◆ **Records**
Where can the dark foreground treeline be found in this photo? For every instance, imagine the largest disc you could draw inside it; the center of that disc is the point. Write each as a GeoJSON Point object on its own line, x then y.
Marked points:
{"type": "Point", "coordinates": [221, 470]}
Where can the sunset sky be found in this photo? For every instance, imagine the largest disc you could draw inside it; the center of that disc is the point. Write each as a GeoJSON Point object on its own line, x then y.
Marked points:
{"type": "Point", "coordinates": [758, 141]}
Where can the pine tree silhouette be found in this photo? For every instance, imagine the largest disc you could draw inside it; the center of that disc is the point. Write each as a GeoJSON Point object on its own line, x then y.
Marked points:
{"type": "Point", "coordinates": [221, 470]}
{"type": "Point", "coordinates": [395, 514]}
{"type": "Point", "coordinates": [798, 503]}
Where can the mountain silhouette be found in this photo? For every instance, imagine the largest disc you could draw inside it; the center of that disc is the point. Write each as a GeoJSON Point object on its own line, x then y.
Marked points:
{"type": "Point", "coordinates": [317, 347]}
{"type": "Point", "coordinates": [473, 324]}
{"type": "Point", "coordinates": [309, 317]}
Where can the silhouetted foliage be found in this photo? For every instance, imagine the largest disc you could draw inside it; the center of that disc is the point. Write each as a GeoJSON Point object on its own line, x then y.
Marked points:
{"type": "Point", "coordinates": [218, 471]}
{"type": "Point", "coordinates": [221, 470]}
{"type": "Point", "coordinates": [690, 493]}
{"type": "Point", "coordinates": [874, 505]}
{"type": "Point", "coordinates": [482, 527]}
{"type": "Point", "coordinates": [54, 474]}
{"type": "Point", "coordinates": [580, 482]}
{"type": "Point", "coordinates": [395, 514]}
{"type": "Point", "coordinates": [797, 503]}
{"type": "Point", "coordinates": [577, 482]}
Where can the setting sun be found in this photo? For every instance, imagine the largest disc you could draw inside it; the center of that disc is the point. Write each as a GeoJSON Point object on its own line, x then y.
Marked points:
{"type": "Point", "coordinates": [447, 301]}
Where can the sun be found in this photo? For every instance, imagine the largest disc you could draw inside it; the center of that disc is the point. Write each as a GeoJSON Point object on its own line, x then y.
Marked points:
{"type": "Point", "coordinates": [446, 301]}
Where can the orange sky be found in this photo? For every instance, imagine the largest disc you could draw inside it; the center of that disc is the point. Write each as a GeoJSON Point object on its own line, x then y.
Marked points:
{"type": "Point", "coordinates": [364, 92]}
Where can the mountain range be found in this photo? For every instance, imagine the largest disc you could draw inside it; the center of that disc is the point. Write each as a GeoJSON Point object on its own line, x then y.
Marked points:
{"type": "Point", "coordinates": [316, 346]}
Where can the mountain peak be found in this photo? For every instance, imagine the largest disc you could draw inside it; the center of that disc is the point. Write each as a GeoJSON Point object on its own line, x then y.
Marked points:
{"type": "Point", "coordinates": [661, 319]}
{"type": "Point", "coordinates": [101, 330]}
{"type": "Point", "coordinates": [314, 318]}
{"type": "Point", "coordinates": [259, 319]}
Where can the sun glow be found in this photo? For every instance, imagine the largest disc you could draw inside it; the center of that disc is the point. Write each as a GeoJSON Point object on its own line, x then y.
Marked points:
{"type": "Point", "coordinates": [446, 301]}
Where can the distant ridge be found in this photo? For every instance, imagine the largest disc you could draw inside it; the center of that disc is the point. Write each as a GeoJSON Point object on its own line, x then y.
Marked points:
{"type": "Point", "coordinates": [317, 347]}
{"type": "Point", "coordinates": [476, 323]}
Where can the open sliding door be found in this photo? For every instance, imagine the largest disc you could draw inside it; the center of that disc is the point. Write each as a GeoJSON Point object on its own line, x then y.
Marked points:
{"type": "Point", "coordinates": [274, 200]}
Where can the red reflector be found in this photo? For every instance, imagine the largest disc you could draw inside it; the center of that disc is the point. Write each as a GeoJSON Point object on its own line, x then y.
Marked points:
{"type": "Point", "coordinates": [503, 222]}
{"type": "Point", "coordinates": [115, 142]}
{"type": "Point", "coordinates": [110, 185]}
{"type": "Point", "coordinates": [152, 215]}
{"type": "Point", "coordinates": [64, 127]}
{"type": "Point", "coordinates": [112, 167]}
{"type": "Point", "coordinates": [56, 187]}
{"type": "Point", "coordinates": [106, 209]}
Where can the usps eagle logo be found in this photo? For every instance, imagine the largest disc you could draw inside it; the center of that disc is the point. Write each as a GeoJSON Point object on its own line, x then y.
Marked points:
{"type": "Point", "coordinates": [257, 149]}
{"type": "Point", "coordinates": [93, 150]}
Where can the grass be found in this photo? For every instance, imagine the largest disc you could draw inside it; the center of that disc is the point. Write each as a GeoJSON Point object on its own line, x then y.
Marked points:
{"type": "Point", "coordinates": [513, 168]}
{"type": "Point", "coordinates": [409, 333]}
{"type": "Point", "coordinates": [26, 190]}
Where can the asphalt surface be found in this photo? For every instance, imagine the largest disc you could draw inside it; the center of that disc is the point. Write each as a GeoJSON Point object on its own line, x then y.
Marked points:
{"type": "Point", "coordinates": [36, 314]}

◆ **What the task requires**
Make an exact copy of the records.

◆ **Answer below**
Where can the dark foreground treeline be found in this photo? For every instance, imagine the largest disc you could draw inside it; the center of that disc is the point. Write each as a GeoJSON Point object on its own line, x then y.
Marked points:
{"type": "Point", "coordinates": [221, 470]}
Where can the sunset sky be found in this photo? For every instance, imagine the largest disc you could draw inside it; the center of that disc is the point. Write each as a GeoJSON Point object on its own line, x then y.
Marked points:
{"type": "Point", "coordinates": [758, 141]}
Where can the pine tree silhouette be found in this photo? For every instance, imagine the largest disc you could draw inside it; the center of that disc is the point. Write each as a GeoJSON Point object on its own line, x then y.
Marked points:
{"type": "Point", "coordinates": [221, 470]}
{"type": "Point", "coordinates": [395, 514]}
{"type": "Point", "coordinates": [798, 503]}
Where can the mountain silhouette be found in this photo? For every instance, imagine the largest disc you could draw inside it; the center of that disc is the point. Write each as a GeoJSON Point object on its own line, x then y.
Marked points:
{"type": "Point", "coordinates": [317, 347]}
{"type": "Point", "coordinates": [473, 324]}
{"type": "Point", "coordinates": [309, 317]}
Where can the silhouetted foliage be found in this photo? For every instance, imagine the largest disc you could draw inside it; the center of that disc is the point. Write each as a GeoJSON Point object on its own line, x then y.
Marked points:
{"type": "Point", "coordinates": [218, 471]}
{"type": "Point", "coordinates": [221, 470]}
{"type": "Point", "coordinates": [690, 493]}
{"type": "Point", "coordinates": [874, 505]}
{"type": "Point", "coordinates": [482, 527]}
{"type": "Point", "coordinates": [54, 474]}
{"type": "Point", "coordinates": [580, 482]}
{"type": "Point", "coordinates": [395, 514]}
{"type": "Point", "coordinates": [797, 503]}
{"type": "Point", "coordinates": [577, 482]}
Where can the setting sun be found in this photo? For every instance, imagine the largest disc you could draw inside it; the center of that disc is the point. Write each as a GeoJSON Point object on its own line, x then y.
Marked points:
{"type": "Point", "coordinates": [447, 301]}
Where can the sun be found in this photo? For every instance, imagine the largest disc you could draw inside it; the center of that disc is the point. Write each as a GeoJSON Point object on its own line, x then y.
Marked points:
{"type": "Point", "coordinates": [446, 301]}
Where can the orange sky be found in this photo? For every instance, imagine the largest disc you could draw inside it; the center of that disc is the point. Write each as a GeoJSON Point object on its own line, x then y.
Marked points:
{"type": "Point", "coordinates": [364, 92]}
Where can the mountain range be found in this photo? For every instance, imagine the largest disc you could draw inside it; the center of that disc is the point. Write each as a GeoJSON Point object on its own line, x then y.
Marked points:
{"type": "Point", "coordinates": [316, 346]}
Where can the mountain peak be found in this photo? For every instance, imagine the largest disc you could draw inside it; the center of that disc is the point. Write each as a GeoJSON Point object on its own line, x then y.
Marked points:
{"type": "Point", "coordinates": [661, 319]}
{"type": "Point", "coordinates": [101, 330]}
{"type": "Point", "coordinates": [314, 318]}
{"type": "Point", "coordinates": [259, 319]}
Where can the sun glow be found in this photo? For every instance, imagine the largest disc you could draw inside it; the center of that disc is the point. Write each as a GeoJSON Point object on its own line, x then y.
Marked points:
{"type": "Point", "coordinates": [446, 301]}
Where can the distant ridge be found in this photo? For every instance, imagine the largest disc you could draw inside it; the center of that disc is the point. Write each as a GeoJSON Point object on its own line, x then y.
Marked points:
{"type": "Point", "coordinates": [317, 347]}
{"type": "Point", "coordinates": [476, 323]}
Where can the open sliding door be found in this photo? For every instance, imagine the largest disc you could draw inside it; the center of that disc is the point. Write each as a GeoJSON Point object on its own line, x then y.
Marked points:
{"type": "Point", "coordinates": [274, 200]}
Where can the red reflector be found in this photo? For every instance, imagine the largest disc you could draw inside it; the center of that disc is the point. Write each as a GeoJSON Point object on its own line, x then y.
Marked points:
{"type": "Point", "coordinates": [503, 222]}
{"type": "Point", "coordinates": [115, 142]}
{"type": "Point", "coordinates": [110, 185]}
{"type": "Point", "coordinates": [152, 215]}
{"type": "Point", "coordinates": [64, 127]}
{"type": "Point", "coordinates": [112, 167]}
{"type": "Point", "coordinates": [56, 187]}
{"type": "Point", "coordinates": [106, 209]}
Where can the usps eagle logo be found in this photo? For every instance, imagine the largest disc you could draw inside it; the center of that disc is the point. Write each as a GeoJSON Point object on its own line, x then y.
Marked points:
{"type": "Point", "coordinates": [257, 149]}
{"type": "Point", "coordinates": [93, 150]}
Where can the grass be found in this photo? For every instance, imagine the largest disc you could draw inside it; the center of that disc is the point. Write each as a GeoJSON Point object on its own line, x then y.
Marked points:
{"type": "Point", "coordinates": [513, 168]}
{"type": "Point", "coordinates": [409, 333]}
{"type": "Point", "coordinates": [26, 190]}
Where can the asphalt surface be found in this photo? For every instance, imagine the largest disc you could draw inside it; the center of that disc is the point. Write each as a GeoJSON Point object on its own line, x then y.
Marked points:
{"type": "Point", "coordinates": [36, 314]}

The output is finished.